*** Block opens ***

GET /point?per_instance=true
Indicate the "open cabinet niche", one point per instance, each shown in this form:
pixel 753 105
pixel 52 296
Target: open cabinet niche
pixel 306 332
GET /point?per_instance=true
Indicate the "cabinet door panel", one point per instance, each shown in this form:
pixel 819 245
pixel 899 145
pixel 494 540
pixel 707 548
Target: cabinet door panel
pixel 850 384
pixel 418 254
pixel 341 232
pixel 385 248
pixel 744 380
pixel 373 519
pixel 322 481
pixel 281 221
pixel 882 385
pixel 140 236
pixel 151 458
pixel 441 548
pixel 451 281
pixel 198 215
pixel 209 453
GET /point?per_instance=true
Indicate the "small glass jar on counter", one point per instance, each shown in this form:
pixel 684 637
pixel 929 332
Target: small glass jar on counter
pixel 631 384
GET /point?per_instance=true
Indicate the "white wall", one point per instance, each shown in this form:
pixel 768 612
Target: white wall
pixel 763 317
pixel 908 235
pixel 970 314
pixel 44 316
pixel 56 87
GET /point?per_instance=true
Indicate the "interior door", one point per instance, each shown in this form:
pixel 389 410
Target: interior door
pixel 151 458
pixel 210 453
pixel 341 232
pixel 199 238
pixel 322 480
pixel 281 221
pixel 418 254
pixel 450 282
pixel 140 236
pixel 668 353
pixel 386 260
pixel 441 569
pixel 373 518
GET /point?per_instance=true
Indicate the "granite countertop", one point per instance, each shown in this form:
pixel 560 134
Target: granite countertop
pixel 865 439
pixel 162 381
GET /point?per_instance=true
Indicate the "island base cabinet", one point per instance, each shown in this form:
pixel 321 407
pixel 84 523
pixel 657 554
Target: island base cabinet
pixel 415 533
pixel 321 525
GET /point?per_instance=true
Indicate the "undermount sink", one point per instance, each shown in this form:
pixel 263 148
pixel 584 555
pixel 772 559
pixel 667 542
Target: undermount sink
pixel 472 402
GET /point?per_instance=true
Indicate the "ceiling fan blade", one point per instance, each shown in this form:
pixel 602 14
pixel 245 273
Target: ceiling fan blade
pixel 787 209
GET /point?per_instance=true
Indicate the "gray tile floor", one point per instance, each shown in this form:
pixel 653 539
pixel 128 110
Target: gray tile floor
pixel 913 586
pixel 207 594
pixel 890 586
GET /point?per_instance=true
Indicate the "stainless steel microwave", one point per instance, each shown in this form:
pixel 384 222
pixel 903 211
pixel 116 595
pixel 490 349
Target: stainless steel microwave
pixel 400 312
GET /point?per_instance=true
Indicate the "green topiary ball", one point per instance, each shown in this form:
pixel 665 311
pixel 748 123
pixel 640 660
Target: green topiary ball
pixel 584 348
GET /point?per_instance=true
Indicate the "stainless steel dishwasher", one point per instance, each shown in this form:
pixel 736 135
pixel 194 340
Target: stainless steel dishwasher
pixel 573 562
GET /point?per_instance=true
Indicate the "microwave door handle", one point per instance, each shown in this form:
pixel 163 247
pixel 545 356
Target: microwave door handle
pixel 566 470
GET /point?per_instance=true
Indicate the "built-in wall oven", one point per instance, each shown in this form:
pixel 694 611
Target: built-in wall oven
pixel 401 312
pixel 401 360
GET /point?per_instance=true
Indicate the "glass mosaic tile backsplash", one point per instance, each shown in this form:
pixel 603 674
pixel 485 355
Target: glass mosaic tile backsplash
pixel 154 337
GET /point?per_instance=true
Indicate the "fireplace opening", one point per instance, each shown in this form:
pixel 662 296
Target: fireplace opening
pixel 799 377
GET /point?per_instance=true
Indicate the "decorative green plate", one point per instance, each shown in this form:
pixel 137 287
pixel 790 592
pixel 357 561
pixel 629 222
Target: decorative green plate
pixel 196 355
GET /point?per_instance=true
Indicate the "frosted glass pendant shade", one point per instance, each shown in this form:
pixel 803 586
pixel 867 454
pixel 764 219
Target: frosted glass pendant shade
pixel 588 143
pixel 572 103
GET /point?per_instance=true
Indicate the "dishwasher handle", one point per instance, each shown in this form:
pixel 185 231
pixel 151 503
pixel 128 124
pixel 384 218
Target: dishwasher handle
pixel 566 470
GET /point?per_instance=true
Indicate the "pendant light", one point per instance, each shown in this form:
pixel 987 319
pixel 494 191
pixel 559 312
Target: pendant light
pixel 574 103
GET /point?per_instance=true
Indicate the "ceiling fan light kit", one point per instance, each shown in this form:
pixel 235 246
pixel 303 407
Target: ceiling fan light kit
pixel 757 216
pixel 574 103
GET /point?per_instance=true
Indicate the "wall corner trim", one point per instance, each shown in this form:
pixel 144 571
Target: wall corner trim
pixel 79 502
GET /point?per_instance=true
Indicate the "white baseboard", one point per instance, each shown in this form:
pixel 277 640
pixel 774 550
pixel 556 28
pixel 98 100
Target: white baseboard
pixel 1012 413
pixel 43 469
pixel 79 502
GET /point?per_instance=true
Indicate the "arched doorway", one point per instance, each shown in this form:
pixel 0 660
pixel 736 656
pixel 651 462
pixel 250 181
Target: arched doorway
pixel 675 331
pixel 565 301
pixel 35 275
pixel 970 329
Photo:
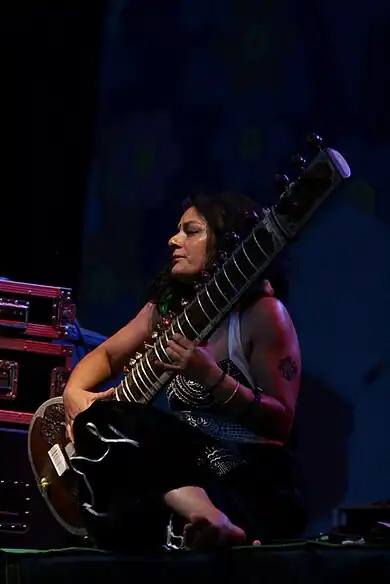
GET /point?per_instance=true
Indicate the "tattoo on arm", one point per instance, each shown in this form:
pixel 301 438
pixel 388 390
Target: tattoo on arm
pixel 288 368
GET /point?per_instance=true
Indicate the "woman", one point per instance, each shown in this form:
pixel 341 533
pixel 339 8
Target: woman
pixel 216 468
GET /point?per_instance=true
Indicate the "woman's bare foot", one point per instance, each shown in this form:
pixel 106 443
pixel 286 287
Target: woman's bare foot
pixel 205 533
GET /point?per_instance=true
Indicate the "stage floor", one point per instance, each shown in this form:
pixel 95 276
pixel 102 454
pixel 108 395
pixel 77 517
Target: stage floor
pixel 302 563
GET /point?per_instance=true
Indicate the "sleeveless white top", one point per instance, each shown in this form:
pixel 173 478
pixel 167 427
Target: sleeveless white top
pixel 193 404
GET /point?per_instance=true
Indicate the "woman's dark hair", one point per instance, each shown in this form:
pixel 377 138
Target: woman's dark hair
pixel 225 214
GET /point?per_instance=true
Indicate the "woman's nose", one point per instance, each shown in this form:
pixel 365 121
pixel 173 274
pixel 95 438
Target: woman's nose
pixel 174 242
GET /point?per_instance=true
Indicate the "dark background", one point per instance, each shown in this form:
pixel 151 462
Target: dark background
pixel 115 112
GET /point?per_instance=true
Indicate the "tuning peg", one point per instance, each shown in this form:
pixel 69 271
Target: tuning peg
pixel 282 182
pixel 298 162
pixel 232 239
pixel 315 141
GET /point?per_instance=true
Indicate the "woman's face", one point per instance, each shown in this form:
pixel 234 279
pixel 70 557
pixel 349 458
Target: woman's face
pixel 190 245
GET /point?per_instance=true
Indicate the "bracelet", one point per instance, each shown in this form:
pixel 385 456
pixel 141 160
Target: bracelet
pixel 230 396
pixel 217 383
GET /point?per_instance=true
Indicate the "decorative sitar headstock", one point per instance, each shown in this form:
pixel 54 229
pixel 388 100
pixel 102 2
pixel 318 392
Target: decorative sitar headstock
pixel 315 179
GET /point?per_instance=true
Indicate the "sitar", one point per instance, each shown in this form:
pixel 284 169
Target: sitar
pixel 52 455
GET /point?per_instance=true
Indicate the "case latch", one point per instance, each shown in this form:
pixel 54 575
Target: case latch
pixel 9 375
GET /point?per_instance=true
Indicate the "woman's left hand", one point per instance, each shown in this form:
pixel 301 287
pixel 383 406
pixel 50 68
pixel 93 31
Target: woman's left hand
pixel 196 363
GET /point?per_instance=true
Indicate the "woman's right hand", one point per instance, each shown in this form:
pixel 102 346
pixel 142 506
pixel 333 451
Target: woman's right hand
pixel 78 400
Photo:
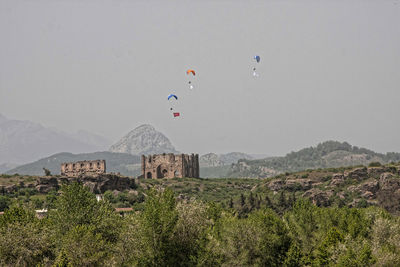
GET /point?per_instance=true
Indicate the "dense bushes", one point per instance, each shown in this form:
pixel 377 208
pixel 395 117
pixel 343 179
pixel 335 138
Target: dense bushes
pixel 84 232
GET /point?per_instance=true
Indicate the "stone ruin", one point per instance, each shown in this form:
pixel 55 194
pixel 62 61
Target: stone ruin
pixel 83 168
pixel 170 166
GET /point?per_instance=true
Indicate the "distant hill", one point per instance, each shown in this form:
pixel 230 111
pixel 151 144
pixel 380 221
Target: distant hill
pixel 124 163
pixel 26 141
pixel 144 139
pixel 214 160
pixel 325 155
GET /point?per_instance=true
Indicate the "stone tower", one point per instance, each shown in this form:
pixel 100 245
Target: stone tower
pixel 87 167
pixel 170 166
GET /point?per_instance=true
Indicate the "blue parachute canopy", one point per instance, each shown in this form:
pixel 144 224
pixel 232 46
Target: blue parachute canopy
pixel 171 95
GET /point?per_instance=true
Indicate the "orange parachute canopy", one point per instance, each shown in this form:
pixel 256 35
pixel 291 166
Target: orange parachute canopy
pixel 190 71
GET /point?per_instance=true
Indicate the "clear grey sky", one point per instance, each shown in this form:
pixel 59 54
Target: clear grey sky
pixel 328 70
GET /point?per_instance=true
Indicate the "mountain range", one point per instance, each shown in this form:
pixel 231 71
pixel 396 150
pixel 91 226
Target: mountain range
pixel 144 139
pixel 329 154
pixel 23 141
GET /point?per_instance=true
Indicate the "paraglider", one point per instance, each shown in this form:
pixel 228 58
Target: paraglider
pixel 257 59
pixel 188 72
pixel 191 72
pixel 172 95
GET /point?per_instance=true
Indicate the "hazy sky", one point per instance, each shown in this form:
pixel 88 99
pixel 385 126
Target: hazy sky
pixel 328 70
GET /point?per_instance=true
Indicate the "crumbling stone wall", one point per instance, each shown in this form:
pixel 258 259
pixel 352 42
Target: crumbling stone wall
pixel 170 166
pixel 87 168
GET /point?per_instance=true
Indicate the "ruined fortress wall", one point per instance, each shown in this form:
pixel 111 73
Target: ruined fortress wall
pixel 87 167
pixel 170 166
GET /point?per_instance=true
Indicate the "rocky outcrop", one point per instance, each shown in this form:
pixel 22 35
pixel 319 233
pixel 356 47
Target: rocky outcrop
pixel 318 197
pixel 359 174
pixel 144 140
pixel 210 160
pixel 337 179
pixel 298 184
pixel 276 185
pixel 96 185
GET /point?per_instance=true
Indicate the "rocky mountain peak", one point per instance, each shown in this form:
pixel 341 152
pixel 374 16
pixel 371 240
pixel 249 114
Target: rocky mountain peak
pixel 144 139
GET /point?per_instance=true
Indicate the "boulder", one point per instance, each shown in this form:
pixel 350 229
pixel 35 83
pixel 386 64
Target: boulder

*** Block closes ***

§ **The problem**: Above are the records; copy each line from them that includes the string "boulder".

§ **Task output**:
Indicate the "boulder", one point per instance, each shown in this form:
Target: boulder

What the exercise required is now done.